What is needed: Please return every row below word for word, leaving the pictures out of your answer.

^^^^^^^^

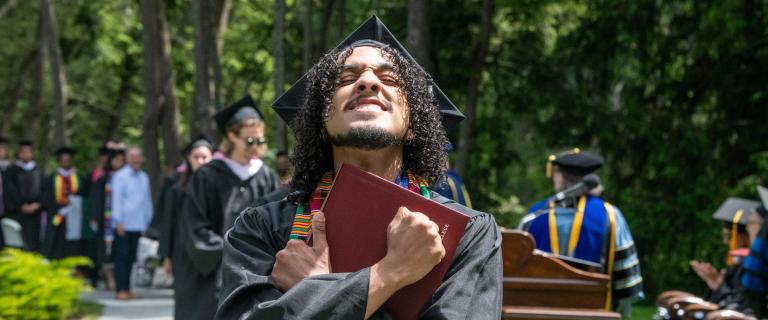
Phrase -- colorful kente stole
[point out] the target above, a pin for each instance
(302, 221)
(63, 187)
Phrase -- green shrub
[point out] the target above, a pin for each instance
(33, 288)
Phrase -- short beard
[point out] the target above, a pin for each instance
(366, 138)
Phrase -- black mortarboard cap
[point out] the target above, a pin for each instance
(202, 140)
(374, 33)
(732, 207)
(103, 150)
(233, 114)
(576, 161)
(64, 150)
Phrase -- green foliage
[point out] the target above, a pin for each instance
(34, 288)
(672, 93)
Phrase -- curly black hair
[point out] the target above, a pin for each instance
(423, 154)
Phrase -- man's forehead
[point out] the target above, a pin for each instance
(367, 56)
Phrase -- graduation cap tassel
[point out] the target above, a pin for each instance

^^^^^^^^

Response:
Phrase -- colorful kente stole
[point out] the target above, a pin for each instance
(302, 221)
(63, 187)
Phrase -- green shrub
[point out] the target above, a pin for each instance
(33, 288)
Phrase -- short beard
[point out] the target above, a pin for each instance
(366, 138)
Phrase -- black mortarboard cap
[point out] the target above, a pin for each instance
(202, 140)
(374, 33)
(732, 207)
(103, 150)
(233, 114)
(576, 161)
(64, 150)
Phrase -- green foliage
[point out] the target above, a pin for each instance
(34, 288)
(672, 93)
Phrase -- curly black hair
[point out] the target above, a pin for each instance
(423, 154)
Phrase -- man's forehead
[point out] the target above, a pin for each instance
(367, 56)
Phrase -- graduation cap tassel
[point out] the target above, a pin for each instance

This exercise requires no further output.